··· Excerto selecionado ···
“Negação da democracia”. Esquerda francesa na rua contra Macron e Barnier
O novo primeiro-ministro francês, Michel Barnier, ainda está a tentar formar governo e já as ruas se encheram de manifestantes a pedir a sua destituição - e a do presidente Emmanuel Macron. A esquerda, cuja aliança venceu as legislativas, não perdoa ao chefe de Estado a nomeação de um chefe de governo de direita, com os manifestantes por toda a França a denunciar a “negação da democracia”.
“Da Bastilha à Nação, um único e imenso mar de gente. Em 150 lugares, a dignidade de um povo cuja democracia é desprezada”, escreveu no X Jean-Luc Mélenchon, ex-candidato presidencial da França Insubmissa. Só em Paris, o partido da esquerda radical diz que as manifestações juntaram 300 mil pessoas em toda a França, 160 mil pessoas só em Paris - a polícia alega contudo que foram apenas 26 mil.
··· Informação ···
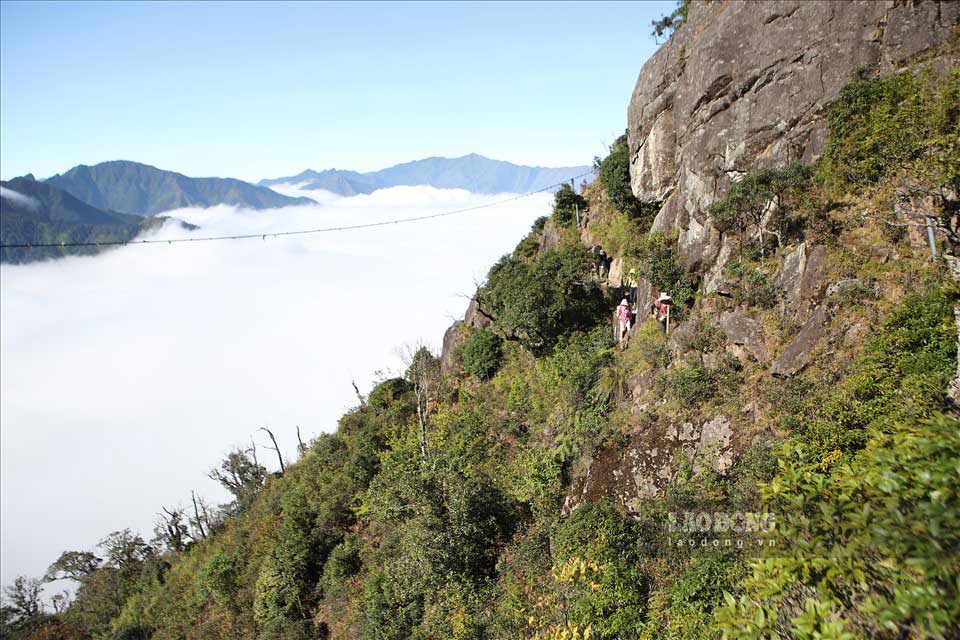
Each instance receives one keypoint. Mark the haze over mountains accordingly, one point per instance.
(472, 172)
(108, 202)
(34, 212)
(143, 190)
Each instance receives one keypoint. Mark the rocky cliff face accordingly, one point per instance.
(743, 84)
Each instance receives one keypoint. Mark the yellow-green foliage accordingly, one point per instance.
(455, 527)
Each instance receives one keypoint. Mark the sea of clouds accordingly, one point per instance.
(126, 377)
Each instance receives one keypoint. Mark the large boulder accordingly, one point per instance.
(743, 84)
(799, 353)
(743, 331)
(802, 281)
(629, 475)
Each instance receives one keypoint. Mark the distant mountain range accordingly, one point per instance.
(110, 201)
(34, 212)
(142, 190)
(473, 172)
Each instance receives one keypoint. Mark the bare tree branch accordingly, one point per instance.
(276, 448)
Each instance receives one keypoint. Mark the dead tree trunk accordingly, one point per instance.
(276, 448)
(196, 515)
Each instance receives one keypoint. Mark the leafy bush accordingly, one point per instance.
(660, 264)
(566, 202)
(748, 201)
(536, 303)
(901, 376)
(697, 383)
(482, 354)
(606, 547)
(866, 547)
(751, 286)
(528, 247)
(880, 125)
(614, 171)
(668, 24)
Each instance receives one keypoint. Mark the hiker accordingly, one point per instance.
(624, 316)
(601, 262)
(660, 309)
(633, 282)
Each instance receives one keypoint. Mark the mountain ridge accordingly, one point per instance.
(140, 189)
(33, 212)
(472, 172)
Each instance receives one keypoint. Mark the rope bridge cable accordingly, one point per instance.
(277, 234)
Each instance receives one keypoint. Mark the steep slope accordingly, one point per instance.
(744, 84)
(472, 172)
(143, 190)
(36, 212)
(540, 481)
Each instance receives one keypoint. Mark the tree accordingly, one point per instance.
(566, 204)
(423, 372)
(536, 303)
(23, 598)
(760, 198)
(241, 475)
(482, 354)
(668, 24)
(172, 530)
(124, 550)
(275, 448)
(77, 566)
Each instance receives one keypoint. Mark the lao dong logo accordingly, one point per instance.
(718, 528)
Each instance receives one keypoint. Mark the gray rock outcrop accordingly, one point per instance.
(643, 468)
(799, 352)
(743, 84)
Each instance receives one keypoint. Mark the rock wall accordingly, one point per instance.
(744, 83)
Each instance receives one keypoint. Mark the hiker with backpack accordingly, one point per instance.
(660, 309)
(624, 316)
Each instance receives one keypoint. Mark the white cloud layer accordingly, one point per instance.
(19, 198)
(125, 377)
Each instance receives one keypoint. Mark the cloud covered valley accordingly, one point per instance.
(127, 376)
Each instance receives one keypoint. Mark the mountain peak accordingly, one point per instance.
(472, 172)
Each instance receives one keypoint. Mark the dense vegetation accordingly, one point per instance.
(437, 510)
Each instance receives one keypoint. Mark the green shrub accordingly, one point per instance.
(881, 125)
(696, 383)
(870, 542)
(342, 564)
(482, 354)
(530, 245)
(660, 264)
(536, 303)
(751, 286)
(901, 376)
(566, 203)
(747, 202)
(614, 604)
(614, 171)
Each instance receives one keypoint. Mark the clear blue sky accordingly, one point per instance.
(254, 90)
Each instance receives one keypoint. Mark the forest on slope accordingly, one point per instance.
(488, 492)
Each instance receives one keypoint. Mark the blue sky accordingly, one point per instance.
(254, 90)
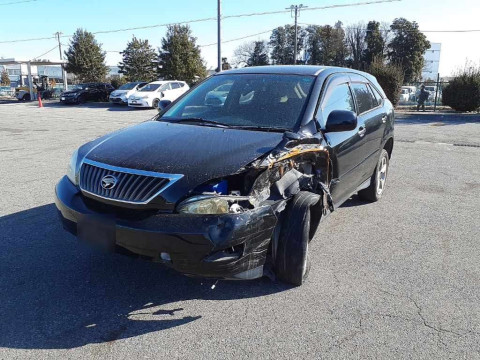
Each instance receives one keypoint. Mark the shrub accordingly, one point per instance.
(390, 77)
(463, 92)
(118, 81)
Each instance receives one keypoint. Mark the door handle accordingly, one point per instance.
(362, 131)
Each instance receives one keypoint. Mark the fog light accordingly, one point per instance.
(165, 257)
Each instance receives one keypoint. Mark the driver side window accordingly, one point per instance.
(339, 99)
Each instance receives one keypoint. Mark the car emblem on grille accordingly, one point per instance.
(109, 182)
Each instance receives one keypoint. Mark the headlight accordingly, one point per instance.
(72, 168)
(211, 205)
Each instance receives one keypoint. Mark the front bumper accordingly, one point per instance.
(139, 103)
(231, 246)
(69, 99)
(118, 100)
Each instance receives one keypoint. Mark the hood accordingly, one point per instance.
(70, 92)
(199, 153)
(119, 92)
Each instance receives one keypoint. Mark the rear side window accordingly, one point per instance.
(365, 99)
(165, 87)
(340, 99)
(378, 96)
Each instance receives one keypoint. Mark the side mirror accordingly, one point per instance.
(341, 120)
(163, 104)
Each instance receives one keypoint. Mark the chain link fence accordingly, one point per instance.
(411, 91)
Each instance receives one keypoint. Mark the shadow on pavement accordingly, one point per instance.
(438, 119)
(56, 293)
(354, 201)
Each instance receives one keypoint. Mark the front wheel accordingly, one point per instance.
(300, 220)
(378, 181)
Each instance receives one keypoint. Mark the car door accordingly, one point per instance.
(346, 146)
(373, 116)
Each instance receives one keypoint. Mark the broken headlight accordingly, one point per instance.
(211, 205)
(72, 168)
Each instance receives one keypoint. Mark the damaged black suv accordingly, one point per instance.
(236, 188)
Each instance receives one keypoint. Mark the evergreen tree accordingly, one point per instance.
(355, 39)
(408, 47)
(5, 80)
(225, 64)
(375, 44)
(180, 57)
(139, 61)
(282, 44)
(85, 57)
(326, 45)
(254, 53)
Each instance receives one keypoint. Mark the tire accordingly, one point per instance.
(292, 262)
(378, 180)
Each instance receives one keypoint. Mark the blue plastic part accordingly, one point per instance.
(220, 188)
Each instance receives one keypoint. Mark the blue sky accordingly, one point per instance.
(42, 18)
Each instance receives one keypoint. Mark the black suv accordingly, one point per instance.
(238, 189)
(87, 92)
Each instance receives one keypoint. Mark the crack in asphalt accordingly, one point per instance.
(426, 323)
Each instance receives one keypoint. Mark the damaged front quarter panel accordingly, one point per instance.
(299, 165)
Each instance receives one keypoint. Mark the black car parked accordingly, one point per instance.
(236, 190)
(87, 92)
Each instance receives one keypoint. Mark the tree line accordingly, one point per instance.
(178, 58)
(400, 44)
(358, 46)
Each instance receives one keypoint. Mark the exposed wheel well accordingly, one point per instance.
(389, 147)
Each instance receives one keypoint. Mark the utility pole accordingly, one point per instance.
(295, 11)
(219, 34)
(64, 75)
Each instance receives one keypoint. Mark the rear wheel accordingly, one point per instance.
(292, 262)
(378, 181)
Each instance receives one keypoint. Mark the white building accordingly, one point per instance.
(432, 62)
(18, 71)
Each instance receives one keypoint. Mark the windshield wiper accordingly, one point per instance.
(197, 120)
(260, 128)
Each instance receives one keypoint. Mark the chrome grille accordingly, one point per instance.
(132, 186)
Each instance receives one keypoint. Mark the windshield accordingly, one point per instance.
(269, 101)
(79, 87)
(128, 86)
(150, 87)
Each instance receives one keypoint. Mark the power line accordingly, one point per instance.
(16, 2)
(240, 38)
(213, 19)
(49, 51)
(25, 40)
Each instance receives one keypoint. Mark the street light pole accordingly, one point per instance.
(295, 10)
(64, 75)
(219, 34)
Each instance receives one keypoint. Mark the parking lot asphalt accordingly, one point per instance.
(396, 279)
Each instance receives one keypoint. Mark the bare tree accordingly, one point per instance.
(355, 39)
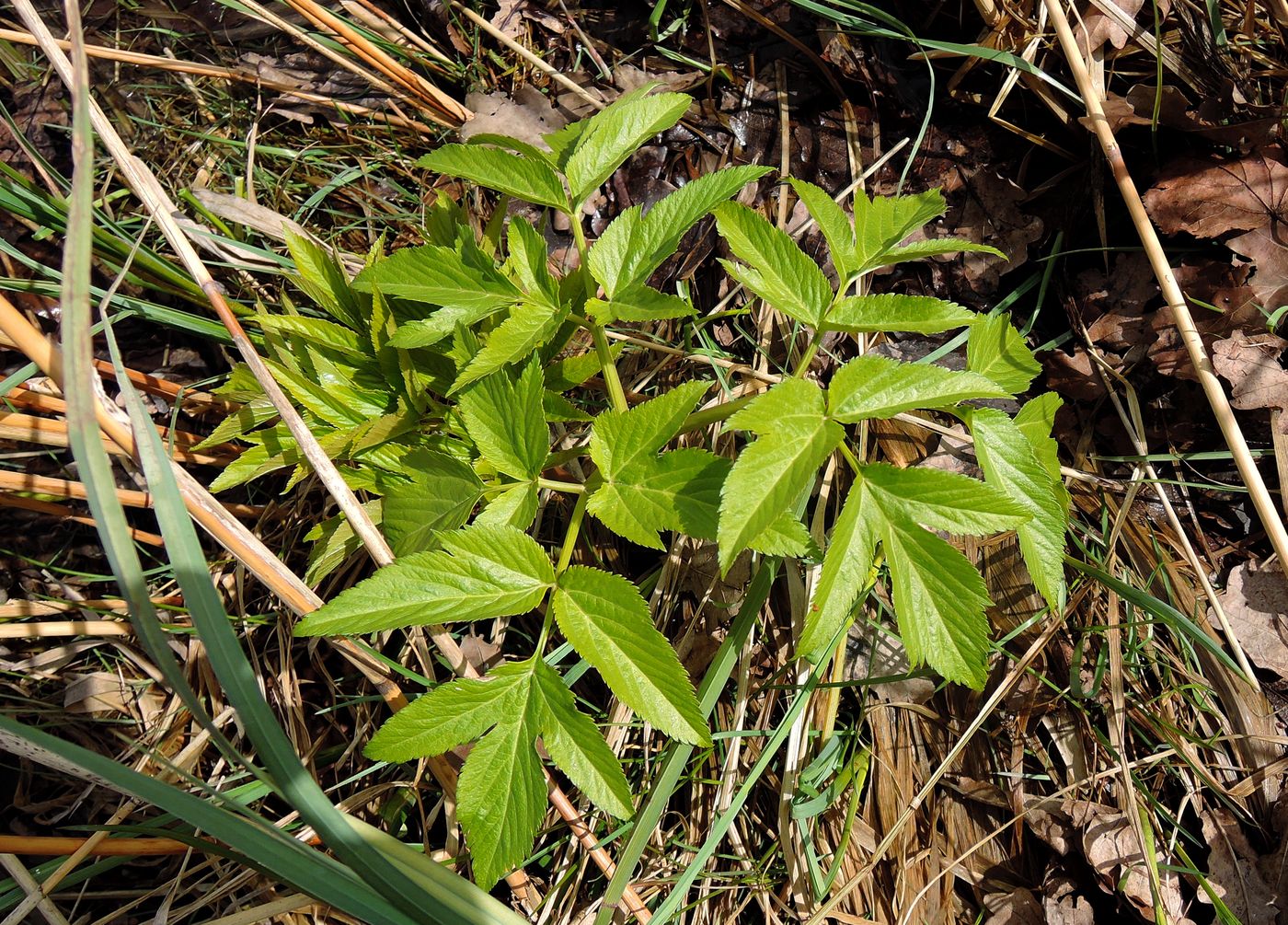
···
O que se pede -> Reproduza o excerto selecionado na íntegra, sem alterar uma única palavra ou sinal.

Resposta ao exercício ->
“Negação da democracia”. Esquerda francesa na rua contra Macron e Barnier
O novo primeiro-ministro francês, Michel Barnier, ainda está a tentar formar governo e já as ruas se encheram de manifestantes a pedir a sua destituição - e a do presidente Emmanuel Macron. A esquerda, cuja aliança venceu as legislativas, não perdoa ao chefe de Estado a nomeação de um chefe de governo de direita, com os manifestantes por toda a França a denunciar a “negação da democracia”.
“Da Bastilha à Nação, um único e imenso mar de gente. Em 150 lugares, a dignidade de um povo cuja democracia é desprezada”, escreveu no X Jean-Luc Mélenchon, ex-candidato presidencial da França Insubmissa. Só em Paris, o partido da esquerda radical diz que as manifestações juntaram 300 mil pessoas em toda a França, 160 mil pessoas só em Paris - a polícia alega contudo que foram apenas 26 mil.